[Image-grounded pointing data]
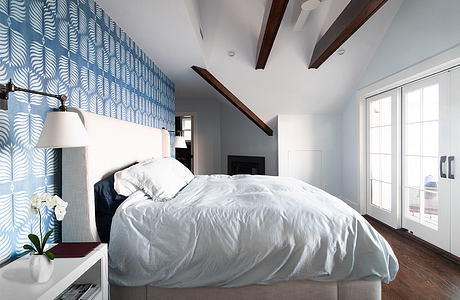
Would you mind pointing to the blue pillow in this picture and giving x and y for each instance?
(106, 201)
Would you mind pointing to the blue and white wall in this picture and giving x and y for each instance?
(64, 47)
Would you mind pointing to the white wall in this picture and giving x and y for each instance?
(350, 150)
(208, 154)
(420, 29)
(315, 136)
(240, 136)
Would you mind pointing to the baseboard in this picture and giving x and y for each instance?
(352, 204)
(420, 241)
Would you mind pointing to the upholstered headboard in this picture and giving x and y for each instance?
(114, 144)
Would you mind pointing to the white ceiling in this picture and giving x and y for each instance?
(168, 33)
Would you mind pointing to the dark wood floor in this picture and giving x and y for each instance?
(423, 273)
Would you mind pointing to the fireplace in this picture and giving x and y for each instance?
(253, 165)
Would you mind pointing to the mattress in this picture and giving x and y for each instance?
(231, 231)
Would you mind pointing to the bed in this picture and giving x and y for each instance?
(108, 152)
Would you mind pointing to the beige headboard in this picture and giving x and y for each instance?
(114, 144)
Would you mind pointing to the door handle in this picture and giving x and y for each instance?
(451, 171)
(442, 161)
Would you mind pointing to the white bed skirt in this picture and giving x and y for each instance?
(291, 290)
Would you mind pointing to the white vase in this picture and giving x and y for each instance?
(41, 267)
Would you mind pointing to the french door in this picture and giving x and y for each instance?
(413, 135)
(426, 156)
(383, 136)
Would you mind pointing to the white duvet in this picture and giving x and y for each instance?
(228, 231)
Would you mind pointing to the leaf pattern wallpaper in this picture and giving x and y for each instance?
(67, 47)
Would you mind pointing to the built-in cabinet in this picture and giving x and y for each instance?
(413, 142)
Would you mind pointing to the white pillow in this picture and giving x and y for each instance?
(160, 178)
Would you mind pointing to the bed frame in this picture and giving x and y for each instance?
(115, 144)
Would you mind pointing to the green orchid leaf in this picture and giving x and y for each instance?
(34, 239)
(50, 255)
(46, 238)
(28, 247)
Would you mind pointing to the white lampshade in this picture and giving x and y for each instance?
(179, 142)
(63, 129)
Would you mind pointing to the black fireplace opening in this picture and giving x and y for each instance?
(253, 165)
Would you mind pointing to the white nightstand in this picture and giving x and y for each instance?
(16, 284)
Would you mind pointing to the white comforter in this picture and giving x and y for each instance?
(241, 230)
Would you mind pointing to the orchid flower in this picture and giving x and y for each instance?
(36, 202)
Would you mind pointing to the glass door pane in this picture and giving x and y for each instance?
(425, 125)
(382, 153)
(421, 125)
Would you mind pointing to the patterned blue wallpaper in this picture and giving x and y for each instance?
(64, 47)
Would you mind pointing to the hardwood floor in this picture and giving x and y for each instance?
(423, 273)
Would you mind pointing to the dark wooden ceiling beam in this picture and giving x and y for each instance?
(269, 30)
(355, 14)
(215, 83)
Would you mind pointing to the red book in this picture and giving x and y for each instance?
(69, 250)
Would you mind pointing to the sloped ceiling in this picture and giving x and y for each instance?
(169, 32)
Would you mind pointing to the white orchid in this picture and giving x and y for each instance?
(60, 212)
(48, 200)
(36, 202)
(57, 201)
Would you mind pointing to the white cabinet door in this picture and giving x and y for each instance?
(425, 153)
(455, 152)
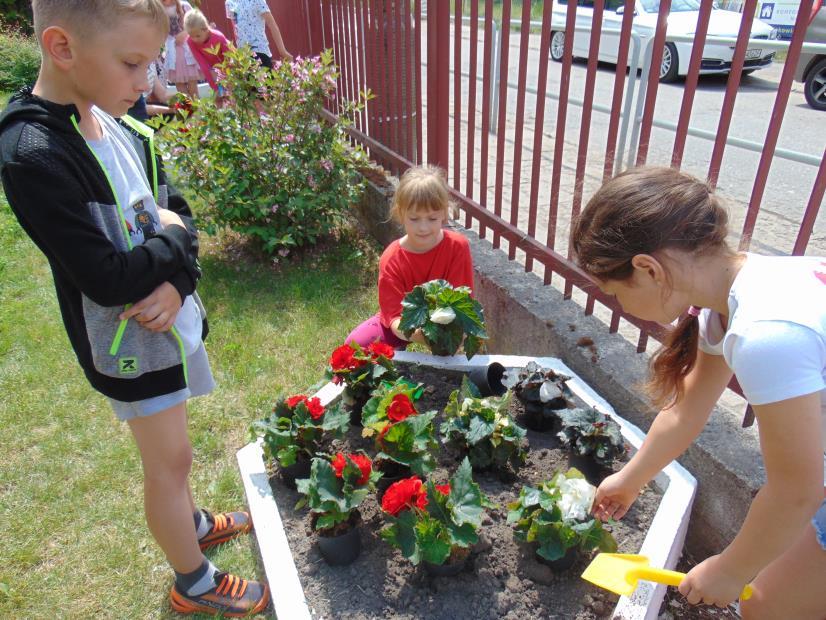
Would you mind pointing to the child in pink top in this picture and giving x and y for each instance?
(208, 47)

- **WORK TO COMPLETE**: Copy out every line above, word for word, minus images.

- **SOLUTION BELOW**:
Would you mind pointing to the blue pillow in this picture and giving x and y for each instance?
(106, 201)
Would you mind pointing to the blue and white wall in this picture and giving x and y for each instance?
(64, 47)
Would you mind pointing to the white wall in this picture and giving x and y for each instance?
(350, 150)
(208, 154)
(420, 29)
(315, 136)
(240, 136)
Would you mind pointing to the baseboard in this picture and giving x and y for each instance?
(352, 204)
(420, 241)
Would you mind pointing to the upholstered headboard in this picture and giving x and y for each instance?
(114, 144)
Would you mind pointing to the white ceiling in this picture and giving x and y for each instance?
(168, 33)
Would you mind pointing to the dark wood floor in this picture and giving x and y for each instance?
(423, 273)
Would you mind pointing to the fireplace in this picture and giving x and y for each instance?
(253, 165)
Would you mind pointing to the mattress in this picture and giving x and y for each instance?
(231, 231)
Would you mind pointing to the bed in this picture and giving x and y for each instance?
(108, 152)
Would you mind pointing to the beige headboard in this picture and giving x and y for each instance?
(114, 144)
Would you mind pointing to the door handle in this picture and giving x and y for each instance?
(451, 171)
(442, 161)
Would you mind pointing to the white bed skirt in this picture and giving x and y for each instance?
(291, 290)
Would you mind pointing to the white vase in this picture and giving x and y for each instance?
(41, 267)
Would you mind pointing to the french door in this picture and giving x and y for each instance?
(413, 135)
(426, 156)
(383, 136)
Would you mind pointing to the white duvet in this picture and giving x and y for each instance?
(228, 231)
Would you mind pointing to the leaf pattern wallpaper in this picture and giving x and y for each instance?
(67, 47)
Would you mind pointing to the built-in cabinet in this picture and giving x and y for each instance?
(413, 142)
Would you mind pointing to the white pillow in this picture and giving x and y for each instance?
(160, 178)
Would you mind pointing to the bed frame in this picture and giving x and y for each instance?
(115, 144)
Would you mind pointing to the green orchid leaf in this picture and giving x and y for each instance?
(34, 239)
(50, 255)
(46, 238)
(28, 247)
Would you mind pointing to the white lampshade in this picture and giving x and y for each instance?
(179, 142)
(63, 129)
Would you mind pointing to the black fireplace opening in this picture and giving x and y for each instance?
(253, 165)
Would you mind pointing to the white nightstand in this picture and giving x and y for each instance?
(16, 284)
Would you mind pointing to the white comforter in this picture and giving x and y for each instance?
(241, 230)
Would you mind pointing to the orchid flower in this picture and giving x and y for each instance?
(36, 202)
Would you mind pointing to the glass door pane in this picture and giving x and y for each instance?
(425, 125)
(382, 153)
(421, 125)
Would you mind pointing to the patterned blue wallpaper in this picture and giving x and y for each instance?
(64, 47)
Would you mind pointing to the hardwood floor in this picture and giving x and y for each instance?
(423, 273)
Would you mind pointing to the dark wooden ceiling beam in this picture and giving x and y for each instance?
(269, 30)
(355, 14)
(215, 83)
Would you mind pointing to the red book in this picture and giving x and y for each instance?
(69, 250)
Would you mind pointing to the sloped ceiling in this picture and giving x and y for each instance?
(169, 32)
Would you mind pointing to the white orchid in this picture and giving x and y for each instance?
(60, 212)
(48, 200)
(36, 202)
(57, 201)
Would you mind pointing to the white cabinet door in this picture and giving x and y for each instance?
(425, 153)
(455, 152)
Would you mind pointing to the child in pink top in this picture and giving x and y for each instance?
(208, 47)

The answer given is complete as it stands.